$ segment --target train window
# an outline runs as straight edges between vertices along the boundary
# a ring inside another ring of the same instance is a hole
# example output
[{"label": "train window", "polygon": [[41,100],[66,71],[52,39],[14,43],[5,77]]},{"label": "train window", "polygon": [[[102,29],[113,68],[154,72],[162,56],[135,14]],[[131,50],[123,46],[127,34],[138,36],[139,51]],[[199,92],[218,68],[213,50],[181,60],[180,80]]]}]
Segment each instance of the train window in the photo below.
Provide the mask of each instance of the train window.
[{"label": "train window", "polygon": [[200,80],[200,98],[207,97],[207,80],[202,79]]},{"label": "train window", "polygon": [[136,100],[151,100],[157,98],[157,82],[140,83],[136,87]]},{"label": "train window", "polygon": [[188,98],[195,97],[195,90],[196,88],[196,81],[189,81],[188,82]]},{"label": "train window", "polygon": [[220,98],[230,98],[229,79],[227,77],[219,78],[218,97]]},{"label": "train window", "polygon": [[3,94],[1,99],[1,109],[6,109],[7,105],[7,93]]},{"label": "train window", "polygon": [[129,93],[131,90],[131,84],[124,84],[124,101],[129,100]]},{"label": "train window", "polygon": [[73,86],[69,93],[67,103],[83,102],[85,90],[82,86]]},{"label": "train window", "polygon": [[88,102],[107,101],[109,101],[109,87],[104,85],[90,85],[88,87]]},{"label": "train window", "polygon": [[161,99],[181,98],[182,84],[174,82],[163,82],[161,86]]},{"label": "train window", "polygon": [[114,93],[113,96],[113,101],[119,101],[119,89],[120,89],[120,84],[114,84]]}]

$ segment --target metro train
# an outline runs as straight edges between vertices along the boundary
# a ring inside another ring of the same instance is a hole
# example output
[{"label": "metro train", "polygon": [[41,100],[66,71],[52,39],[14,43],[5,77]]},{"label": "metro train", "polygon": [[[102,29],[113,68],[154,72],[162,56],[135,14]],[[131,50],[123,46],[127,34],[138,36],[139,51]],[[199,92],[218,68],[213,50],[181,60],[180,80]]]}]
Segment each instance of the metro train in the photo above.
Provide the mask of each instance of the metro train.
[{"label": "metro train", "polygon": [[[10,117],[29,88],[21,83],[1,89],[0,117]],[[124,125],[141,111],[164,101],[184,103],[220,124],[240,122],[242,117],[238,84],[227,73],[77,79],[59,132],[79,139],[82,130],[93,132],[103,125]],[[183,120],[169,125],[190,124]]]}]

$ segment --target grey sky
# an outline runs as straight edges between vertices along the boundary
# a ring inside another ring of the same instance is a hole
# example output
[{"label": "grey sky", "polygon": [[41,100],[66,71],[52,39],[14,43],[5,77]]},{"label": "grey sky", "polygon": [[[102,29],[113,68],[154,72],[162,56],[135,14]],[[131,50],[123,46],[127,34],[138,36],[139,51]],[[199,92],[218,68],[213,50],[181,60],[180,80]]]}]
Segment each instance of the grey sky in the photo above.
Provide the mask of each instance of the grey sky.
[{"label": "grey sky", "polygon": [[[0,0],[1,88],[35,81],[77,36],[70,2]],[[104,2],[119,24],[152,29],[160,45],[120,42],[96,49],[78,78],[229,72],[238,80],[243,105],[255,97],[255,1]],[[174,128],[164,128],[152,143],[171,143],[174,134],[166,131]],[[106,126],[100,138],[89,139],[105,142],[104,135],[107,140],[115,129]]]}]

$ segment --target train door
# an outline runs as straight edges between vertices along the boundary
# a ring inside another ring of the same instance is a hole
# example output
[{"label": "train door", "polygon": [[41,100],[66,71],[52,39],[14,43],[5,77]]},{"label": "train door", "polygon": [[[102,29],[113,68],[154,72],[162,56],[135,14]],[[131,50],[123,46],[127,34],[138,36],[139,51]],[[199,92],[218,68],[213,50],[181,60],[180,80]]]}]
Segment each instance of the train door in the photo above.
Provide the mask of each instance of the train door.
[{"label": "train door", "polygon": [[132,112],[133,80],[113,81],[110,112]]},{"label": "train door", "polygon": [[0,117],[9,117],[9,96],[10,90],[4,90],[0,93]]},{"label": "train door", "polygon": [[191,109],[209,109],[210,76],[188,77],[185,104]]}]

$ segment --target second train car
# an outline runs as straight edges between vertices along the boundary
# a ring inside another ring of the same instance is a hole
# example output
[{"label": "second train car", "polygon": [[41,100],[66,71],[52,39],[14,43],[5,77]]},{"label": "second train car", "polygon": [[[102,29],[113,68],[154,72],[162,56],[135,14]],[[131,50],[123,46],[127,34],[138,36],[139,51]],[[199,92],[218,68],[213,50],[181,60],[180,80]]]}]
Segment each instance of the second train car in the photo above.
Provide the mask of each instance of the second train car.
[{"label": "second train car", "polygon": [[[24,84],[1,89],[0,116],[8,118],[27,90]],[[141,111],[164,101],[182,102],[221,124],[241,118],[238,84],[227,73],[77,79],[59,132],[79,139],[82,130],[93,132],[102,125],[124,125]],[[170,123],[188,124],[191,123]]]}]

□ □ □ □ □ □ □

- _UIT TE VOEREN OPDRACHT_: Zoek in de vermeldingen hierboven elke regel met de tekenreeks "target" en neem die regels letterlijk over. Houd rekening met hoofdletters en kleine letters.

- _ANTWOORD OEFENING_:
$ segment --target train window
$ segment --target metro train
$ segment --target grey sky
$ segment --target train door
$ segment --target second train car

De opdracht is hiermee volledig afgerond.